И вот мы вернулись к тому жесту, с которого начали, когда говорили о фразе – «я его ударил, а он меня», – к жесту психологическому, самому интересному, но и самому трудному. В двух словах – психологический жест есть внешнее выражение чувства; но последнее, как известно, не только не всегда совпадает со словом, оно иногда прямо ему противоречит. Можно даже сказать, что в самом чистом своем виде психологический жест совпадает не с произносимым словом, а с каким-нибудь подразумеваемым. Так, в знакомом уже примере: «я его ударил, а он меня». Вы помните вторую иллюстрацию, защитительную речь на суде? В предложении – «но ведь он меня ударил» жест не иллюстрирует ни одного из произносимых слов, ни «он», ни «меня», ни «ударил», он иллюстрирует подразумеваемое – «вот вам настоящая причина». Представьте ту же фразу при других обстоятельствах, и жест будет иллюстрировать другую подразумеваемую фразу – «мошенник этакий?» или «как это вам нравится!». Каждый раз те же слова с иным движением руки и головы.

Не странно ли, что так сбивчивы представления о жесте, не странно ли, что так часто приходится слышать – «жест соответствуете слову», когда никто никогда не скажет, что интонация соответствует слову. Всякий понимает, что можно, смотря по обстоятельствам, то же слово произнести на тысячу ладов, и что c'est le ton qui fait la chanson. Скажу мимоходом, что это одно из интереснейших упражнений, а с точки зрения школьной – наиполезнейшее: произнесение тех же слов на разный голос. Вы сидите и пишете за столом, открывается дверь, входит кто-нибудь: «Ах, это вы». Какое разнообразие интонаций, смотря по тому, кто сидящий и кто входящий, и в какую минуту входит. Да можно ли даже перечислить все разновидности сидящего и входящего и сочетания каждой разновидности одного с каждой разновидностью другого! Ведь это целый мир! Впрочем, мы говорим не об интонациях, вернемся к жесту.

● ЗАПИСАННЫЕ ДАННЫЕ:

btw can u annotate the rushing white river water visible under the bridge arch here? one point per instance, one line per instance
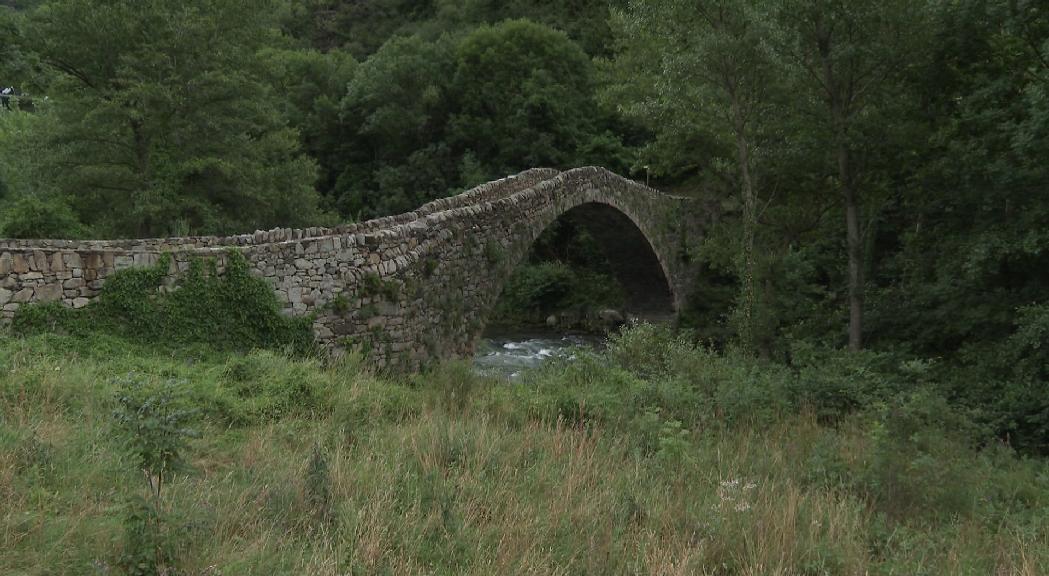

● ЗАДАНИЕ ДЛЯ РАБОТЫ:
Как во фрагменте о психологическом жесте определяется психологический жест?

● ОЖИДАЕМЫЙ ОТВЕТ:
Психологический жест есть внешнее выражение чувства.